_TEXTO DE LECTURA_:
En momentos como los que vive Chile abunda en algunos la tentación de inclinarse por lo extremos. Así, un fallido excandidato presidencial pide anticipar elecciones y resulta vapuleado hasta por sus compañeros de oposición ante tamaña irresponsabilidad. Colectivos extremos persiguen imponer sus agendas por la presión de la calle, negándose incluso a sentarse a dialogar. Por otro lado, los apóstoles del modelo insisten en que el malestar sería un invento y que todo esto sería una maquinación que debe reprimirse por las Fuerzas del Orden.

La realidad es mucho más compleja que el simplismo de las posturas extremas.

El contexto de la crisis es profundo, y dice relación con un malestar que viene incubándose por muchos años producto de la desproporción entre la vida de la elite cultural (donde entran políticos, empresarios, animadores de televisión, Rectores de Universidad, incluso algunos dirigentes sociales, etc.) y del Chile profundo. Mientras la elite goza de sendas comodidades y tiene certezas sobre su provenir, los pequeños emprendedores, los trabajadores, los locatarios y muchas dueñas de casa carecen de ingresos suficientes para terminar el mes y viven en la permanente inseguridad del endeudamiento, la enfermedad, el envejecimiento y la cesantía. Así, como una promesa incumplida, irrumpe la angustia frente a un modelo que pese a ofrecer meritocracia, muchas veces alberga nepotismo; pese a ofrecer competencia, muchas veces ofrece concentración; pese a ofrecer igualdad de oportunidades, muchas veces ofrece colusión, abuso e impunidad. Los logros de antaño y el evidente desarrollo de Chile en los últimos 20 años alimentaba la paciencia y la esperanza. Pero la apatía, la indolencia y la ineficacia de los llamados a liderar las respuestas desde la política –de todos los partidos, sin distinción–, la empresa, los medios de comunicación, los centros de pensamiento y los espacios de educación superior, se tradujeron en un: ¡basta ya!.

¿Qué hacer? Primero que todo, acusar el golpe y pedir una genuina disculpa por las acciones y omisiones que alimentaron esta desproporción. A continuación, asumir una agenda decidida de extirpar aquellos privilegios injustos que van desde la impunidad en la comisión de delitos hasta la evasión de impuestos (por mencionar algunas). Y luego emprender una agenda de reformas sociales que modifiquen realmente las AFP, la salud (en especial, la estructura de las ISAPRES-FONASA), el mundo del trabajo, el endeudamiento y la educación. No basta con inyección de recursos fiscales: necesitamos reformas que no sean cosméticas y que realmente atiendan a los errores en estos ámbitos claves para la creciente clase media.

Los chilenos no quieren revoluciones precipitadas ni saltos al vacío. Es tiempo de poner la pelota contra el piso, dejar de lado la soberbia de las "respuestas absolutas", sentarse a dialogar y construir entre todos, en democracia y dentro de la institucionalidad, las reformas sociales de la segunda transición de Chile, donde ya no solo seamos todos parte con el voto, sino seamos parte todos con condiciones mínimas de dignidad y futuro.

_Registros extraídos_:
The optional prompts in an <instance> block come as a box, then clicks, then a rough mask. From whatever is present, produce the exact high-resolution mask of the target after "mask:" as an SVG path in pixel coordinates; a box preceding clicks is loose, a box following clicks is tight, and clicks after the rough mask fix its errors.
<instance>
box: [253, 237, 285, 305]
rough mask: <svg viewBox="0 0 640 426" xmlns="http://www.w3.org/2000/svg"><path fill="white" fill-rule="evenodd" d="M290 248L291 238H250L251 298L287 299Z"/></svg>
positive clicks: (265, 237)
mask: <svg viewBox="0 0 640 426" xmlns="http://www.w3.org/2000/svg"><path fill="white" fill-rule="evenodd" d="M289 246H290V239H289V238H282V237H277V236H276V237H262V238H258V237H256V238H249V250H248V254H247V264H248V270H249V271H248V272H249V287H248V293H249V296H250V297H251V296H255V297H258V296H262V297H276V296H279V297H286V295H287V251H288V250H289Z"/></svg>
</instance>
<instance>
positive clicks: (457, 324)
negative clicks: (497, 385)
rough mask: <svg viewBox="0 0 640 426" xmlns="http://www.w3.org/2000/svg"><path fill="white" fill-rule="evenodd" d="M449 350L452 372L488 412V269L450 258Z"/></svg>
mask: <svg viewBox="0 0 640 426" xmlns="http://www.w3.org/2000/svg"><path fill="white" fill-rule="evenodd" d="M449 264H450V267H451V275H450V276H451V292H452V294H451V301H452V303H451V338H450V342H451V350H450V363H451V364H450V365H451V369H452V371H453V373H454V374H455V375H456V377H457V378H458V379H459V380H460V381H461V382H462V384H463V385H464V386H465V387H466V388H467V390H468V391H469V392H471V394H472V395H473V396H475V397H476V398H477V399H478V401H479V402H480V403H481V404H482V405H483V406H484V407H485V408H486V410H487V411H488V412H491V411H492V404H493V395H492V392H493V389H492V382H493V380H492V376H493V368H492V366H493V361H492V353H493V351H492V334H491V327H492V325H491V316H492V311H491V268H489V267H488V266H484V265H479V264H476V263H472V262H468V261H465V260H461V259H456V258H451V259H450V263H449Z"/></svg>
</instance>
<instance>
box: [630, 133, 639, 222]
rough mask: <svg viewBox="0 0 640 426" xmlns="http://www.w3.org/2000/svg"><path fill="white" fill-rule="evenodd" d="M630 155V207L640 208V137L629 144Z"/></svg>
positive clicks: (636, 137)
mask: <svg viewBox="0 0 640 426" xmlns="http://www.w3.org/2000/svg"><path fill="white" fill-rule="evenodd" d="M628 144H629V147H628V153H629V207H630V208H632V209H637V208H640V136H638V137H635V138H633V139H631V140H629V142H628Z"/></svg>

_INSTRUCCIONES_:
Enumera todos los ámbitos en los que el texto sobre la crisis en Chile propone emprender reformas sociales.

_TU RESPUESTA_:
- Las AFP
- La salud, en especial la estructura de las ISAPRES-FONASA
- El mundo del trabajo
- El endeudamiento
- La educación